───── Source material
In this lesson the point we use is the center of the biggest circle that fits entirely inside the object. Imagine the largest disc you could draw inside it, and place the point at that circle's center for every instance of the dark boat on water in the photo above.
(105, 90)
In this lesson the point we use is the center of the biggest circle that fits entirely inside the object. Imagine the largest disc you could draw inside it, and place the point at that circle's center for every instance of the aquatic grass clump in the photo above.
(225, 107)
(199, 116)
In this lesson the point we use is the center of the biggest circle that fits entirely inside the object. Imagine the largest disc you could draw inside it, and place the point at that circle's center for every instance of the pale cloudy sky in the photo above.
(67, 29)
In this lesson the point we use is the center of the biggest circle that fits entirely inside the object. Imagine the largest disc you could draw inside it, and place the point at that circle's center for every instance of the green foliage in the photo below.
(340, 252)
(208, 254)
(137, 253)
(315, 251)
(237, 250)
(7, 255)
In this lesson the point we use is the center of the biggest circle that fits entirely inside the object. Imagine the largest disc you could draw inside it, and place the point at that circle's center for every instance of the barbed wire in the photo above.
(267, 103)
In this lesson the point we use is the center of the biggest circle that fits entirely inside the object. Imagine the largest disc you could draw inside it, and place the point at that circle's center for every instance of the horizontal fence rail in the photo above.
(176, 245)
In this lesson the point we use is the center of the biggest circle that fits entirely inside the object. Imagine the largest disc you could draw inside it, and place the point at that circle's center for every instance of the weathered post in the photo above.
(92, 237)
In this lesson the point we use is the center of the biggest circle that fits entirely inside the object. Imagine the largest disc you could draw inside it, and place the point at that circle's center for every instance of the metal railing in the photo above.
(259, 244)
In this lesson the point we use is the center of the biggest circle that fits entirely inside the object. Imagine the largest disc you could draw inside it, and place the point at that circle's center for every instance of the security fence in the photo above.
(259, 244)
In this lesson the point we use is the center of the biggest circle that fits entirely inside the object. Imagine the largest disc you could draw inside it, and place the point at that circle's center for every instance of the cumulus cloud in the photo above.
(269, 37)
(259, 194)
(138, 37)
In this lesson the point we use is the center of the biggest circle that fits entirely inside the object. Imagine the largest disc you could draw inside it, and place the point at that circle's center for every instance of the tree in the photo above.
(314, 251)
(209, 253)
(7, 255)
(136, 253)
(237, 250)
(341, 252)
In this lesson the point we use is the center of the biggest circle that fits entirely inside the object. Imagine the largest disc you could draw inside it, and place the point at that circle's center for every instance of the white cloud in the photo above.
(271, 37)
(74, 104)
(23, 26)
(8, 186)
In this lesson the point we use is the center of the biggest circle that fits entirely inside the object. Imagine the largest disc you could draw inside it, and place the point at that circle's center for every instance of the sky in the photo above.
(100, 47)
──────────
**Directive**
Reproduce the material above with every "biggest circle" changed to "largest circle", leaving all other text as it stands.

**Task response**
In this lesson the point we use is the center of the largest circle that fits entirely inside the object. Imagine the largest disc you could draw inside it, and place the point at that circle's center for every instance of the dark boat on water in the photo above.
(105, 90)
In this lesson the point we use is the center of the largest circle that fits entirely inside the object. Imagine the largest disc you could draw inside it, and place the point at that circle's center for every instance of the aquatic grass clump in the photo above.
(225, 107)
(199, 116)
In this lesson the point we use is the center of the largest circle that fits entirely inside the object. Imagine the largest disc you could draw inside it, and place the point at that circle's center for every instance of the pale cloudy sky in the photo above.
(67, 29)
In this lesson the point we use is the center of the largest circle that fits entirely inside the object. Imagine the largest disc you could draw inside it, and place the point at that circle's center for every instance of the green foliage in the photo below.
(340, 252)
(208, 254)
(137, 253)
(315, 251)
(237, 250)
(7, 255)
In this lesson the point we use is the center of the largest circle that fits entirely inside the object. Imagine the largest disc you could draw inside it, and place the point at that circle's center for every instance of the barbed wire in the photo above.
(267, 103)
In this lesson the point we use is the center of the largest circle that fits entirely inside the object. Imagine the largest disc you could draw inside it, and place the point at that circle's center for every instance of the horizontal fence rail in the photo above.
(176, 245)
In this lesson the point we use is the center of the largest circle that fits entirely inside the object. Imagine the largest disc you could draw inside it, and place the point at that circle's center for every instance of the weathered post in the photo above.
(92, 237)
In this lesson the point we use is the center of the largest circle that fits entirely inside the object. Imagine the largest disc you could draw inside it, and place the point at that circle's center for every instance of the metal railing in the photo above.
(259, 244)
In this lesson the point we use is the center of the largest circle that fits entirely inside the object. Imagine the largest disc you could draw inside it, and place the point at that circle's center for every instance of the security fence in the photo above.
(259, 244)
In this lesson the point we use is the center of the largest circle that fits entirely inside the object. Imagine the largest disc you could draw inside it, and place the point at that circle's center for every instance of the cumulus cloud in the photo above.
(269, 37)
(259, 194)
(138, 37)
In this lesson the point we use is the center of the largest circle that fits entirely inside the object. Imagine the largest disc you could draw inside it, and place the point at that circle's center for every instance of the tree in the photo above.
(314, 251)
(209, 253)
(7, 255)
(136, 253)
(237, 250)
(341, 252)
In this lesson the point we use is the center of the largest circle that fits entirely inside the object. Imagine the largest disc you could draw inside it, and place the point at that circle's center for every instance of the white cloud in the photo above.
(271, 37)
(74, 104)
(23, 26)
(8, 186)
In this lesson the point we use is the center of the largest circle that fits entirely inside the object. Imagine the largest disc you could draw inside it, and place the point at that circle's center for every instance of the sky in the photo above.
(100, 47)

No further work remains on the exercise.